Hidayatullah.com—Untuk pertama kalinya sejak penggulingan kekuasaan presiden Muhammad Mursy pada 3 Juli lalu, ratusan orang kembali berkumpul di Lapangan Tahrir di Kairo Senin malam (18/11/2013) . Kali ini mereka menyuarakan perlawanan terhadap Al-Ikhwan, militer dan antek Mubarak yang dianggapnya telah membajak “revolusi rakyat.”
Sekitar 400 orang berkumpul di depan monumen peringatan korban tewas revolusi, yang baru diresmikan oleh perdana menteri sementara Hazem el-Beblawi Senin pagi.
Dalam aksinya para demonstran mengecam Al-Ikhwan al-Muslimun, militer dan feloul (orang-orang pendukung Mubarak).
Aksi unjuk rasa di Tahrir itu merupakan cabang dari aksi yang lebih besar di Lapangan Abdin, dalam rangka mengenang bentrokan berdarah antara aparat dan demonstran Nopember 2011 di Jalan Muhammad Mahmud, yang menyebabkan 47orang tewas dan ratusan lainnya luka-luka.
Sekitar 3.000 orang berkumpul di dekat rumah Jabar “Jika” Salah, pria yang terbunuh dalam peringatan pertama bentrokan Muhammad Mahmud tahun 2012.
Panitia penyelenggara sengaja memajukan jadwal acara mereka sehari dari tanggal sebenarnya untuk menghindari bentrokan dengan pihak keamanan.Sementara kelompok-kelompok anti-militer dan anti-Ikhwan berencana melakukan demonstrasi pada hari Selasa ini (19/11/2013) di Jalan Muhammad Mahmud.
Para pengunjuk rasa bersumpah tidak memperbolehkan pendukung Al-Ikhwan untuk ikut serta dalam peringatan di Lapangan Tahrir itu, karena menurut mereka Al-Ikhwan al-Muslimun berpihak kepada Dewan Teringgi Angkatan Bersenjata menentang demonstran ketika terjadi peristiwa berdarah di Jalan Muhammad Mahmud.
Di jalan menuju Lapangan Tahrir, para aktivis memasang spanduk bertuliskan “Ikhwan, Militer, Feloul Dilarang Masuk.”
Demonstran mencoreti tugu peringatan untuk mengenang demonstran yang diresmikan pemerintahan sementara itu dengan grafiti, sebab mereka menilai pemerintahan sekarang sama buruknya dengan militer dan Al-Ikhwan yang membunuhi para demonstran.

DAFTAR TUGAS:
- 1) Jawablah pertanyaan berikut berdasarkan berita unjuk rasa di Lapangan Tahrir.
(a) Berapa orang yang berkumpul di depan monumen peringatan korban tewas revolusi?
(b) Siapa yang meresmikan monumen tersebut?
(c) Apa tulisan pada spanduk yang dipasang di jalan menuju Lapangan Tahrir?
- 2) Salin bagian dari berita unjuk rasa di Lapangan Tahrir, mulai dari "Panitia penyelenggara sengaja" sampai dengan "berdarah di Jalan Muhammad Mahmud.", tanpa mengubah satu kata pun.

BAHAN HASIL EKSTRAKSI:
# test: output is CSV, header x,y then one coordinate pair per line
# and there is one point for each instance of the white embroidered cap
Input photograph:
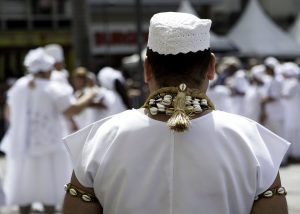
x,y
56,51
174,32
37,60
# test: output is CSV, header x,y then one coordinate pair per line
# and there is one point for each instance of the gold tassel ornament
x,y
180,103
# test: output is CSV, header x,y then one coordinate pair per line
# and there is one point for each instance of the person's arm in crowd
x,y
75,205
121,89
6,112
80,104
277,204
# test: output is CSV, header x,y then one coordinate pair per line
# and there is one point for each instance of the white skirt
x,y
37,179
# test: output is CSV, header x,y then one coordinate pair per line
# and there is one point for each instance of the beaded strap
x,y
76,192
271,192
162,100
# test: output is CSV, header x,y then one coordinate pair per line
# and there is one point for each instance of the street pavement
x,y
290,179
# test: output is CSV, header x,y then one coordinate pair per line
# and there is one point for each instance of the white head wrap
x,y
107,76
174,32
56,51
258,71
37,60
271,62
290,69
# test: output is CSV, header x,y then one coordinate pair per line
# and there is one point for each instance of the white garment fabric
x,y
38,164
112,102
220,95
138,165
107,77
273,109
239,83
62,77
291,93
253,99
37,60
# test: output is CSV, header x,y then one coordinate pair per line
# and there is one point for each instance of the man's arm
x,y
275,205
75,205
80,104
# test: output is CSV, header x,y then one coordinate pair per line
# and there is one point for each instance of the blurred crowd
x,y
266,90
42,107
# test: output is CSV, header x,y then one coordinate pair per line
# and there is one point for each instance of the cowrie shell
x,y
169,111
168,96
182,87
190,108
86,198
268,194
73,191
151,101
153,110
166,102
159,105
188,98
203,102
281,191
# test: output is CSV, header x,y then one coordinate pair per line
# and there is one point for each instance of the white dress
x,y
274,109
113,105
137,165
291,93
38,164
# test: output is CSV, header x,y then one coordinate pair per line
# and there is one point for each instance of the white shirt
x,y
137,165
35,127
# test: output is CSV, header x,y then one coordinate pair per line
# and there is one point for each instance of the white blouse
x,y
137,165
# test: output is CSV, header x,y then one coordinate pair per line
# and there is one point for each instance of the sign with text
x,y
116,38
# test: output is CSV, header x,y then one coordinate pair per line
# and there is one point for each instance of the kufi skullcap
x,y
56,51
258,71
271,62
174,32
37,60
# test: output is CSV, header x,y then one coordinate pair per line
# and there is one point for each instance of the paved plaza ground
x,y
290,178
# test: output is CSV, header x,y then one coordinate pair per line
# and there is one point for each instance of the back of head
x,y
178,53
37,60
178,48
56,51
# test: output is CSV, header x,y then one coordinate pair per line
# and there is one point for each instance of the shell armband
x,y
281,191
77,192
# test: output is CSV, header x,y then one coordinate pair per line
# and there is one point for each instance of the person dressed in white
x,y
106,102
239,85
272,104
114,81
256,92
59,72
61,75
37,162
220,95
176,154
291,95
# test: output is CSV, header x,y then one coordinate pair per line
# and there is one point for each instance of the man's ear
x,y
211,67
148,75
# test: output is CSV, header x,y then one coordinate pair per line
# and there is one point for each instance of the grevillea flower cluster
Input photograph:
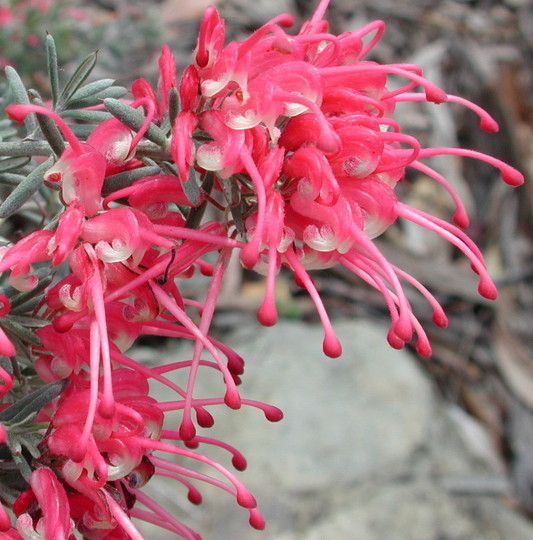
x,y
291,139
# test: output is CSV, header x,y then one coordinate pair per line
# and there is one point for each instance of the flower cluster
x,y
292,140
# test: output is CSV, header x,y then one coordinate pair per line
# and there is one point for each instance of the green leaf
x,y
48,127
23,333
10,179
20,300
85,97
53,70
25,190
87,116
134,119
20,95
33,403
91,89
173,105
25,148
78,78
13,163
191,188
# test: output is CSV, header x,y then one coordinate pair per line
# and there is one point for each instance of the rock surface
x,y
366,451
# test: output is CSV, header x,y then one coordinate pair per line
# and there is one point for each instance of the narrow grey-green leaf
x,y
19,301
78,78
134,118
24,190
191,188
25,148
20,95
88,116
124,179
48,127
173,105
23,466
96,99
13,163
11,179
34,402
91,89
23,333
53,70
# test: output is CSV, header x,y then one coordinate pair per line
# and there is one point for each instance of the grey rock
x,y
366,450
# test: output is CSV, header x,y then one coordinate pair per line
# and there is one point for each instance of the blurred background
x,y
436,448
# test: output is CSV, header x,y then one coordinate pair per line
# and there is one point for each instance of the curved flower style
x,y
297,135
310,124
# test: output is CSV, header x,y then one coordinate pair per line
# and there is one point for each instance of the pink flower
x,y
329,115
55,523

* * *

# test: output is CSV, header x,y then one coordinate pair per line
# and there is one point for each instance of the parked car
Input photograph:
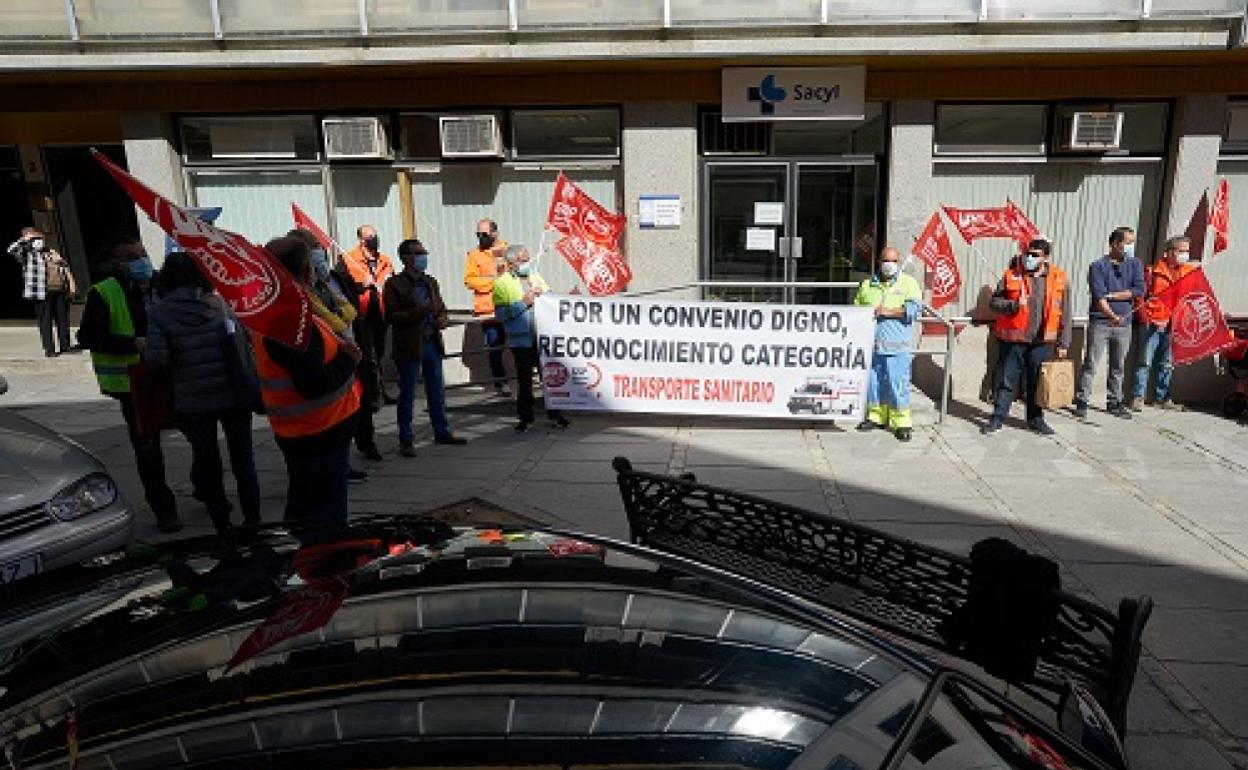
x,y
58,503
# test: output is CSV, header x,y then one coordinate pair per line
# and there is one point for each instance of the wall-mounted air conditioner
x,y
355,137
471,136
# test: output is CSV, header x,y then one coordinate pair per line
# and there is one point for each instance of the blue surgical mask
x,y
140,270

LATIHAN TERJAWAB:
- 1)
(a) Sekitar 400 orang.
(b) Perdana menteri sementara Hazem el-Beblawi.
(c) “Ikhwan, Militer, Feloul Dilarang Masuk.”

- 2)
Panitia penyelenggara sengaja memajukan jadwal acara mereka sehari dari tanggal sebenarnya untuk menghindari bentrokan dengan pihak keamanan.Sementara kelompok-kelompok anti-militer dan anti-Ikhwan berencana melakukan demonstrasi pada hari Selasa ini (19/11/2013) di Jalan Muhammad Mahmud.
Para pengunjuk rasa bersumpah tidak memperbolehkan pendukung Al-Ikhwan untuk ikut serta dalam peringatan di Lapangan Tahrir itu, karena menurut mereka Al-Ikhwan al-Muslimun berpihak kepada Dewan Teringgi Angkatan Bersenjata menentang demonstran ketika terjadi peristiwa berdarah di Jalan Muhammad Mahmud.